[[ Text passage open ]]

The search for the holy grail of regenerative medicine— the ability to "grow back" a perfect body part when one is lost to injury or disease—has been under way for years, yet the steps involved in this seemingly magic process are still poorly understood.
Now researchers at the Salk Institute have identified an essential cellular pathway in zebrafish that paves the way for limb regeneration by unlocking gene expression patterns last seen during embryonic development. They found that a process known as histone demethylation switches cells at the amputation site from an inactive to an active state, which turns on the genes required to build a copy of the lost limb.
"This is the first real molecular insight into what is happening during limb regeneration," says first author Scott Stewart, a postdoctoral researcher in the lab of Juan Carlos Izpisúa Belmonte, who led the Salk team. "Until now, how amputation is translated into gene activation has been like magic. Finally we have a handle on a process we can actually follow."

[[ Text passage closed ]]

Questions
[A] In the passage on zebrafish limb regeneration, what process switches cells at the amputation site from an inactive to an active state?
[B] Write out the passage on zebrafish limb regeneration from "The search for" up to and including "still poorly understood.".

[[ Collected material open ]]

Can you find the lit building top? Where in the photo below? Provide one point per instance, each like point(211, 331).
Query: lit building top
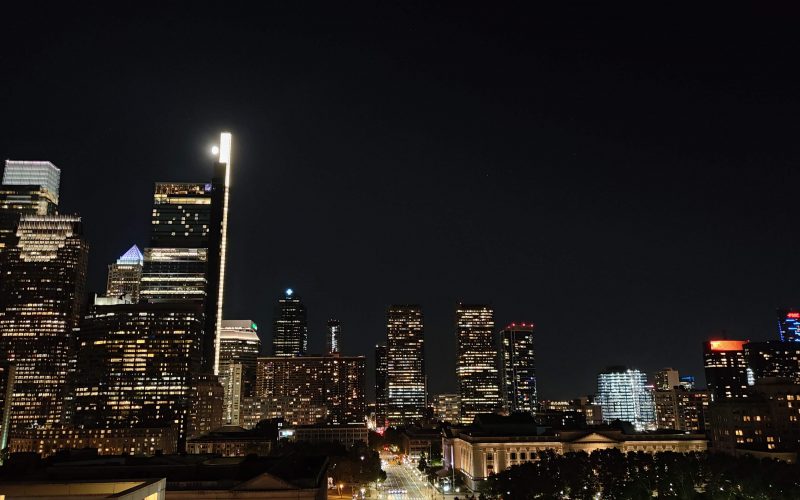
point(33, 173)
point(132, 256)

[[ Collected material closed ]]

Answers per task
[A] Histone demethylation.

[B]
The search for the holy grail of regenerative medicine— the ability to "grow back" a perfect body part when one is lost to injury or disease—has been under way for years, yet the steps involved in this seemingly magic process are still poorly understood.